THE EXERCISE.
Can you echo the records word for word, starting with the line that contains "Would you be able to indicate the woman in" and going on through the end of the records?

MATERIALS PROVIDED.
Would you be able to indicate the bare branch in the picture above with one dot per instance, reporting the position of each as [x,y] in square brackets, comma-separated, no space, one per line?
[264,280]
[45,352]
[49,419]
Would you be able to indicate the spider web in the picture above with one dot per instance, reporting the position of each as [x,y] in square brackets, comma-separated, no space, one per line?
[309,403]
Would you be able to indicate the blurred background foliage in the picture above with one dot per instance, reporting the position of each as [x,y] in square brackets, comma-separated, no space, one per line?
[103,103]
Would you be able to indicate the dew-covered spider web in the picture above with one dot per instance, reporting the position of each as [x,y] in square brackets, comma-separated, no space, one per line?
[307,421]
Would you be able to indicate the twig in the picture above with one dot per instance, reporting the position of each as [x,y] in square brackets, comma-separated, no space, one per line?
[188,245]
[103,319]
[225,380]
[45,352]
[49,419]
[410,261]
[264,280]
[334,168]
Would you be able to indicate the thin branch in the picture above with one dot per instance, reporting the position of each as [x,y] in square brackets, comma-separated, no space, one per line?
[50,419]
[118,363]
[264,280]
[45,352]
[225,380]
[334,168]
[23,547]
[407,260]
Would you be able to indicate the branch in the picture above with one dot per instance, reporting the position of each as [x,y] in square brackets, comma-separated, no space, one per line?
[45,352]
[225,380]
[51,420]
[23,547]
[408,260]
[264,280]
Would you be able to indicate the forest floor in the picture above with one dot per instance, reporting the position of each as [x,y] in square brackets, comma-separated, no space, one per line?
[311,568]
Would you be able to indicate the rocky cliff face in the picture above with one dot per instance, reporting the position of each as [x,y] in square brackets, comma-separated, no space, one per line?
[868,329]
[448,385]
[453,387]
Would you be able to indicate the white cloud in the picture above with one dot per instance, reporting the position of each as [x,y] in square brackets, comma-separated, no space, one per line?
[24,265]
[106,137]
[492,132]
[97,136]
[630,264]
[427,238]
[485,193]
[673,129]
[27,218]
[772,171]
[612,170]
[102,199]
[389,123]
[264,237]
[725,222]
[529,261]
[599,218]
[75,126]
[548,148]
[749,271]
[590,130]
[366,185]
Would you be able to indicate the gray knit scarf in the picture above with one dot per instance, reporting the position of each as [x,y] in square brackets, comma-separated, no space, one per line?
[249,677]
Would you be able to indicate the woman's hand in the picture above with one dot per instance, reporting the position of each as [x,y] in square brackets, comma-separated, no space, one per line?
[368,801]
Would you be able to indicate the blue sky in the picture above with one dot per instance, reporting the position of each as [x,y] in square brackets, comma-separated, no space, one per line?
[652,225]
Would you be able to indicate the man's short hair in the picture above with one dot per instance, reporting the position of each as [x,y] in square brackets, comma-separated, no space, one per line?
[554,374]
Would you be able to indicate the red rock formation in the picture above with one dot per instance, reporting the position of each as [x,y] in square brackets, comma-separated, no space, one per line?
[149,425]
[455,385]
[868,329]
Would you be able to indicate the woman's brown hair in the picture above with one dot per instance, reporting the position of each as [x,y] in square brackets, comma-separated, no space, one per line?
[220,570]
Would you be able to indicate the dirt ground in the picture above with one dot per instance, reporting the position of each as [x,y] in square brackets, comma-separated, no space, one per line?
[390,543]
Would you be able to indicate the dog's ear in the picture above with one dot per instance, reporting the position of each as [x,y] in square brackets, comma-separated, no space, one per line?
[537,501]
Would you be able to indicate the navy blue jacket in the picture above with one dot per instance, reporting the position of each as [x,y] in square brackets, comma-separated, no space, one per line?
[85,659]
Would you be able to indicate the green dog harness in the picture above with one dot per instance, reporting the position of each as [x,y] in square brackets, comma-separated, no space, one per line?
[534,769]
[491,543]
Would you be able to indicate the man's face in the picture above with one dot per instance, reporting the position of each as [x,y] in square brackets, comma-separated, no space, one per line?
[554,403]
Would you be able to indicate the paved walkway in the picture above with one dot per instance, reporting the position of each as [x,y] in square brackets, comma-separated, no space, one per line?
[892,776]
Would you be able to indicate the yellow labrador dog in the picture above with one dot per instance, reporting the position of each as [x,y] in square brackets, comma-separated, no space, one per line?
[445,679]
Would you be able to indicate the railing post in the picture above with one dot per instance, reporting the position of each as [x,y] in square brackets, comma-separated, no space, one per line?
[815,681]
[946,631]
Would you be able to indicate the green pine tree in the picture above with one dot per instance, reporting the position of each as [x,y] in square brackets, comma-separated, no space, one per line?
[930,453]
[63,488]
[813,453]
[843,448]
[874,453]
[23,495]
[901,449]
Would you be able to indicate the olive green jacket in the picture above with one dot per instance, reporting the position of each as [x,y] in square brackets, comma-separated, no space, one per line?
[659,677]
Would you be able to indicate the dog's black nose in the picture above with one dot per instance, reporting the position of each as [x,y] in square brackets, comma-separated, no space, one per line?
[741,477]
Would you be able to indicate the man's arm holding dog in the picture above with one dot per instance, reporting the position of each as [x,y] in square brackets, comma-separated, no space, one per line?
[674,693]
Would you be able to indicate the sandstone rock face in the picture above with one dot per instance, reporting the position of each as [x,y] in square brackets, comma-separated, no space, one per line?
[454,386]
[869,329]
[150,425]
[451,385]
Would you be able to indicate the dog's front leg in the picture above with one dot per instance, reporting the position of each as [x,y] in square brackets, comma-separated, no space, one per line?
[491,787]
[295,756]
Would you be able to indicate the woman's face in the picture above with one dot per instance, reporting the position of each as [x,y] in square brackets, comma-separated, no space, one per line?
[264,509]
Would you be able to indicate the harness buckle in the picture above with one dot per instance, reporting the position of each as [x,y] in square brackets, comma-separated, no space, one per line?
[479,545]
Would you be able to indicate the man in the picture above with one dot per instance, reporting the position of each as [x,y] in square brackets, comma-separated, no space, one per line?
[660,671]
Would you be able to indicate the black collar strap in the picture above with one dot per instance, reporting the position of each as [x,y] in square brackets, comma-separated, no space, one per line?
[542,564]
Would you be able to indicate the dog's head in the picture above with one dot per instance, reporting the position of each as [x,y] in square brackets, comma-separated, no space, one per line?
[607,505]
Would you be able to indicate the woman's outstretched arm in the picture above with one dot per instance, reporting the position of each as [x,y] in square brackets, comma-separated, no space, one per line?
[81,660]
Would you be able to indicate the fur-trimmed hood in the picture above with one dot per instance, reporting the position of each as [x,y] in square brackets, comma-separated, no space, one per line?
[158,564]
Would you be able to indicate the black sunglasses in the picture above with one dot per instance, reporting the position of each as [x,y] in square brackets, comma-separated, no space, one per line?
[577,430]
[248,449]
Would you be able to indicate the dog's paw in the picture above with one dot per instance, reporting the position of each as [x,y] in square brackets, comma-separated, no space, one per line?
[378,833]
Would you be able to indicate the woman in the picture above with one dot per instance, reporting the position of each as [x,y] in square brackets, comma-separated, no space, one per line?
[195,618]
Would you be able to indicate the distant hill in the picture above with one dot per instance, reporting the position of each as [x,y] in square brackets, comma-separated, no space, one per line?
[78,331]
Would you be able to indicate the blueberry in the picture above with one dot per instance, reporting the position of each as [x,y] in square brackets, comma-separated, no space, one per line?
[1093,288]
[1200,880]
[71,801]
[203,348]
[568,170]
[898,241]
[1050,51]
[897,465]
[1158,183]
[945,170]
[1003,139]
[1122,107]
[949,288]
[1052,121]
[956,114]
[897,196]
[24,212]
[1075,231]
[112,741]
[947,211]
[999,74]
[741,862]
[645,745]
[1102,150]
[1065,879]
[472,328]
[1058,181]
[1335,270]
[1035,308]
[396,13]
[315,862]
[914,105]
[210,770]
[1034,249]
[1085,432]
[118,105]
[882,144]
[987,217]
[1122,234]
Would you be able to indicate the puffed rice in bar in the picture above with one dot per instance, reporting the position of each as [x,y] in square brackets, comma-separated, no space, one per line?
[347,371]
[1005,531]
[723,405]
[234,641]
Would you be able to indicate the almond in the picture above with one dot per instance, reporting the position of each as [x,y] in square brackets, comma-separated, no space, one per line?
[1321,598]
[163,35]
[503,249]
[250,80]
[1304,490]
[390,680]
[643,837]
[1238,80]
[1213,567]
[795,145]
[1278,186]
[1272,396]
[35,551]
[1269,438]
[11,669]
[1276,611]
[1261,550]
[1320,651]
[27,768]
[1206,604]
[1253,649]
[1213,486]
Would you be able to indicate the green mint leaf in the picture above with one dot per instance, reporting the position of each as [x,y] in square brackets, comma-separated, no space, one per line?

RESULT OF THIS EXERCISE.
Would you be able to indicate the woman in the picture above with one dot per instance, reporting the position of each as [x,y] in square brackets, comma-separated, no space, one per line?
[195,618]
Would you be able to indicate the distant hill in the picture above with one dot per instance, reporting the position of each as [x,y] in square brackets, comma-separated, no space, one per line?
[78,331]
Would you be able to indicate the blueberry in the picture above with one dot per instance, reporting the position of each as [x,y] in square brackets, comma-separated, no space, one per line?
[1093,288]
[1200,880]
[71,801]
[203,348]
[568,170]
[898,241]
[1050,51]
[897,465]
[1158,183]
[945,170]
[1003,139]
[1122,107]
[949,288]
[1052,121]
[956,114]
[897,196]
[24,212]
[1075,231]
[112,741]
[947,211]
[999,74]
[741,862]
[645,745]
[1102,150]
[1065,879]
[472,328]
[1058,181]
[1335,270]
[1035,308]
[396,13]
[315,862]
[914,105]
[210,770]
[1034,249]
[1085,432]
[118,105]
[882,144]
[987,217]
[1122,234]
Would you be able to indicate the puffed rice in bar in the picture above with one dot per instance, reporting the position of each as [x,y] in square brackets, comma-separated, no space, one per line?
[347,371]
[1005,531]
[723,405]
[234,641]
Would you be able to indicate the almond in the picture above with one dot per instance, reporting the position of each as [x,y] in square brackets, comma-separated, no space, one per line?
[1321,598]
[163,35]
[503,249]
[250,80]
[1304,490]
[390,680]
[643,837]
[1238,80]
[1213,567]
[795,145]
[1278,186]
[1272,396]
[35,551]
[1269,438]
[11,669]
[1276,611]
[1261,550]
[1320,651]
[27,768]
[1206,604]
[1253,649]
[1213,486]
Would you be able to indicate the green mint leaf in the picture above with one dot per instance, reporting the position of each as [x,y] in square brackets, comma-separated, no space, one per line?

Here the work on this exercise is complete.